Directions for this task
Only one stretch of the data below is needed. Output the lines from the one with "negative clicks: (200, 23) (191, 22)" up to and including the one with "box: [152, 50, 310, 180]", exactly as they stand.

Input

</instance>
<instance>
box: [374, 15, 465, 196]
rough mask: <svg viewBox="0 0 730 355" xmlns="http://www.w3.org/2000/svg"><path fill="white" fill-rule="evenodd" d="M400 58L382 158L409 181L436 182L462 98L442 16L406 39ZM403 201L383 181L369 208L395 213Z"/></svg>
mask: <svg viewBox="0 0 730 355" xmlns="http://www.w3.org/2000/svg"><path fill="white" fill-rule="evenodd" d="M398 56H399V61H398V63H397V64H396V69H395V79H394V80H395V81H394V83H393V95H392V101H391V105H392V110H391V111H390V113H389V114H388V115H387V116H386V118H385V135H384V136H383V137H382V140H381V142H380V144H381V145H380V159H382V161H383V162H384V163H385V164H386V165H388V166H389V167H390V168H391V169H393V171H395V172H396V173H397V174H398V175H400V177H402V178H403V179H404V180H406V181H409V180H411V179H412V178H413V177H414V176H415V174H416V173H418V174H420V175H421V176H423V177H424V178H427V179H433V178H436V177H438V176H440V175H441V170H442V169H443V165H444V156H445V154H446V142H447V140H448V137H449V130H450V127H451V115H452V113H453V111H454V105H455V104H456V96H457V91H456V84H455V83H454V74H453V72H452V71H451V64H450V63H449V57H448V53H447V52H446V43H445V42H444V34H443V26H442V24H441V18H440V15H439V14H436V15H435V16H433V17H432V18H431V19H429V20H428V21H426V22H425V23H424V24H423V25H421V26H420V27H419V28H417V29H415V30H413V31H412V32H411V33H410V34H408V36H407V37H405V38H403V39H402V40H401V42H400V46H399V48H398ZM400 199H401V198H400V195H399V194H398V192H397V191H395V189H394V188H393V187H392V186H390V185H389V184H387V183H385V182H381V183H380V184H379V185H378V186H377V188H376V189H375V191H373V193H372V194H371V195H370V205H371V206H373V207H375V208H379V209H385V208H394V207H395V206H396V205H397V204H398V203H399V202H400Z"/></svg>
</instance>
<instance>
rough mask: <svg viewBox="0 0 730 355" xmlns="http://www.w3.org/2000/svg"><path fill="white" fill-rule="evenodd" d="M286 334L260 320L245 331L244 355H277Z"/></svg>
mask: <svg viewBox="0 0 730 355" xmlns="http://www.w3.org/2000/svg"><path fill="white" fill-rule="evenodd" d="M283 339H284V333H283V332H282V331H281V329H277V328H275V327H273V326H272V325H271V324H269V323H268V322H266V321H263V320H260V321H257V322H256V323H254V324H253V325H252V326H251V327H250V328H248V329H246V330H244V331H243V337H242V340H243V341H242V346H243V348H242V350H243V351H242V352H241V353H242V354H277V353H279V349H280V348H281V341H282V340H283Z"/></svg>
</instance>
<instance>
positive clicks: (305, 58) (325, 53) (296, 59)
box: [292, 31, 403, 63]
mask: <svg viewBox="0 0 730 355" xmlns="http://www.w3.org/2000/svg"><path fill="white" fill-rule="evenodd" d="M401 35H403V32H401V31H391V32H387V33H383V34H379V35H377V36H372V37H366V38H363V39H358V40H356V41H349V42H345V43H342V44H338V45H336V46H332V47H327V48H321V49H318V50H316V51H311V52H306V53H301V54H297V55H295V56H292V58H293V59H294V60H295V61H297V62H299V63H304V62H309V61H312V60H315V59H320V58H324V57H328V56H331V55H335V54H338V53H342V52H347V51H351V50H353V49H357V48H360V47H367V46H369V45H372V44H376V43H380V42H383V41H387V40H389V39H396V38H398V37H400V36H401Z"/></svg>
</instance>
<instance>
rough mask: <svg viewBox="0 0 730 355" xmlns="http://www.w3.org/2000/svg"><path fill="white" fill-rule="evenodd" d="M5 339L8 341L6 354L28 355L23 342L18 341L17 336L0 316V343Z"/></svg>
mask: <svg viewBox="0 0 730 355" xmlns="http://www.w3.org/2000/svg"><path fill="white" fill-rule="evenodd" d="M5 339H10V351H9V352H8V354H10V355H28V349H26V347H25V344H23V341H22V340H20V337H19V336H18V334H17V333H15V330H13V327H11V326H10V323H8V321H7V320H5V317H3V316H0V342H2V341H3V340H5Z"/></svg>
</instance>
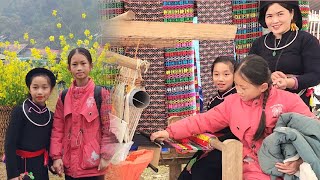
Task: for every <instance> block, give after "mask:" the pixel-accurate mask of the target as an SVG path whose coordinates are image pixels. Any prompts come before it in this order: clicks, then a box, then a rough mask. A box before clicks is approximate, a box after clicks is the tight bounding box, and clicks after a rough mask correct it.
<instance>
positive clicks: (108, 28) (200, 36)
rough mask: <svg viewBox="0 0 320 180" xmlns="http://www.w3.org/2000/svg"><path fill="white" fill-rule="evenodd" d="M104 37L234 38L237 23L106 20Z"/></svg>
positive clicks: (167, 39) (172, 39)
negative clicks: (200, 23) (191, 22)
mask: <svg viewBox="0 0 320 180" xmlns="http://www.w3.org/2000/svg"><path fill="white" fill-rule="evenodd" d="M101 26H102V37H103V39H109V40H110V39H114V40H113V41H117V40H118V39H125V38H126V39H135V40H137V39H141V40H143V41H142V42H141V44H143V42H144V41H152V40H153V41H155V40H156V41H159V40H168V39H171V40H233V39H235V34H236V30H237V26H236V25H225V24H193V23H174V22H146V21H106V22H104V23H102V25H101Z"/></svg>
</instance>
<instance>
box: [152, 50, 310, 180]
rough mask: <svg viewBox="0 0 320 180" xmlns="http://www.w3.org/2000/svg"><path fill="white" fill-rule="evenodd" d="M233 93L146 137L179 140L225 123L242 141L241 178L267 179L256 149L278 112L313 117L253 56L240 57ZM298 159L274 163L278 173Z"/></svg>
mask: <svg viewBox="0 0 320 180" xmlns="http://www.w3.org/2000/svg"><path fill="white" fill-rule="evenodd" d="M234 82H235V86H236V89H237V94H232V95H229V96H228V97H227V98H225V100H224V102H222V103H221V104H219V105H218V106H216V107H214V108H213V109H211V110H209V111H207V112H206V113H202V114H197V115H195V116H191V117H187V118H185V119H183V120H180V121H177V122H176V123H174V124H171V125H170V126H169V127H168V128H167V129H166V130H163V131H158V132H155V133H153V134H152V135H151V137H150V139H151V140H152V141H153V140H155V139H157V138H159V139H160V140H161V139H167V138H169V137H171V138H174V139H181V138H185V137H189V136H191V135H193V134H200V133H204V132H207V131H208V132H212V133H214V132H217V131H219V130H221V129H223V128H225V127H227V126H229V127H230V129H231V131H232V133H233V134H234V135H235V136H236V137H238V139H239V140H240V141H241V142H242V144H243V157H244V159H243V173H244V179H261V180H264V179H265V180H269V179H270V176H269V175H267V174H264V173H263V172H262V171H261V168H260V165H259V162H258V157H257V152H258V151H259V149H260V146H261V143H262V141H263V139H264V138H265V137H266V136H268V135H269V134H271V133H272V130H273V128H274V126H275V123H276V122H277V119H278V117H279V115H280V114H282V113H286V112H296V113H300V114H303V115H306V116H310V117H314V115H313V114H312V113H311V112H310V110H309V108H308V106H307V105H306V104H305V103H304V102H303V101H302V100H301V99H300V98H299V96H298V95H297V94H292V93H290V92H288V91H284V90H280V89H277V88H273V87H272V85H271V84H272V82H271V72H270V70H269V68H268V64H267V63H266V61H265V60H264V59H263V58H262V57H260V56H257V55H249V56H247V57H246V58H244V59H243V61H242V62H241V63H240V65H239V66H238V68H237V69H236V71H235V75H234ZM300 163H302V162H301V159H299V160H297V161H294V162H291V163H290V164H289V163H284V164H283V163H277V167H278V170H279V171H280V172H284V173H285V172H289V171H290V170H291V171H290V172H292V171H296V169H298V166H299V165H300Z"/></svg>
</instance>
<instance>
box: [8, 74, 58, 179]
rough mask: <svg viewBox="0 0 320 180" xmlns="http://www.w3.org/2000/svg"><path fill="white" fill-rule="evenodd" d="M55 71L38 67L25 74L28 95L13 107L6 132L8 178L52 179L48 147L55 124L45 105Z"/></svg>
mask: <svg viewBox="0 0 320 180" xmlns="http://www.w3.org/2000/svg"><path fill="white" fill-rule="evenodd" d="M55 84H56V78H55V76H54V74H53V73H52V72H51V71H49V70H47V69H45V68H35V69H32V70H31V71H29V72H28V74H27V75H26V85H27V87H28V89H29V98H28V99H26V100H25V101H24V102H23V104H22V105H20V106H17V107H15V108H14V110H13V111H12V114H11V118H10V123H9V126H8V129H7V132H6V139H5V156H6V169H7V177H8V179H11V180H12V179H14V180H18V179H20V176H21V177H24V176H25V175H30V176H34V178H35V179H44V180H45V179H49V176H48V150H49V144H50V135H51V128H52V119H53V118H52V116H53V114H52V112H50V110H49V109H48V108H47V107H46V103H45V102H46V100H47V99H48V98H49V96H50V94H51V92H52V89H53V87H54V86H55Z"/></svg>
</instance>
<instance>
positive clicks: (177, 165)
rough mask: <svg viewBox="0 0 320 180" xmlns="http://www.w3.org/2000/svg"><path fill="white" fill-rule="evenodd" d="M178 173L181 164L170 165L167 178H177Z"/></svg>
mask: <svg viewBox="0 0 320 180" xmlns="http://www.w3.org/2000/svg"><path fill="white" fill-rule="evenodd" d="M180 173H181V164H177V165H170V167H169V180H176V179H178V177H179V175H180Z"/></svg>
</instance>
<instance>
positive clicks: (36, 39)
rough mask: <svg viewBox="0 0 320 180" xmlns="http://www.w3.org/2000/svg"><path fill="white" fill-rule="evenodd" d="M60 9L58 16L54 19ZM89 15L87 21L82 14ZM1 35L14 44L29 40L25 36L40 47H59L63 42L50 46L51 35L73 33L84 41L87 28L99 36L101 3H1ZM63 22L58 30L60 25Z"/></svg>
mask: <svg viewBox="0 0 320 180" xmlns="http://www.w3.org/2000/svg"><path fill="white" fill-rule="evenodd" d="M52 10H57V12H58V13H57V16H56V17H54V16H52ZM82 13H86V15H87V16H86V19H82V18H81V14H82ZM0 22H1V23H0V36H1V35H4V36H5V37H7V40H9V41H10V42H13V41H19V42H21V43H22V42H23V41H25V40H24V39H23V34H24V33H28V34H29V37H30V38H34V39H35V40H36V41H37V46H41V47H44V46H47V45H51V47H52V46H55V48H57V47H58V46H59V45H58V44H59V43H52V42H51V43H50V42H49V41H48V38H49V36H55V37H56V39H58V37H59V36H60V35H65V36H67V35H68V34H69V33H73V34H74V36H75V38H77V39H84V38H85V36H84V34H83V32H84V30H85V29H89V30H90V31H91V34H96V33H99V29H98V27H99V26H98V23H99V2H98V0H96V1H92V0H77V1H70V0H55V1H52V0H0ZM57 23H61V24H62V28H61V29H58V28H57V26H56V24H57Z"/></svg>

Task answer
negative clicks: (200, 23) (191, 22)
mask: <svg viewBox="0 0 320 180" xmlns="http://www.w3.org/2000/svg"><path fill="white" fill-rule="evenodd" d="M101 26H102V37H103V39H109V40H110V39H114V40H113V41H117V40H118V39H125V38H126V39H135V40H137V39H141V40H143V41H142V42H141V44H143V42H144V41H152V40H153V41H155V40H156V41H159V40H168V39H171V40H233V39H235V34H236V30H237V26H236V25H225V24H193V23H174V22H146V21H106V22H104V23H102V25H101Z"/></svg>
</instance>
<instance>
box: [152, 50, 310, 180]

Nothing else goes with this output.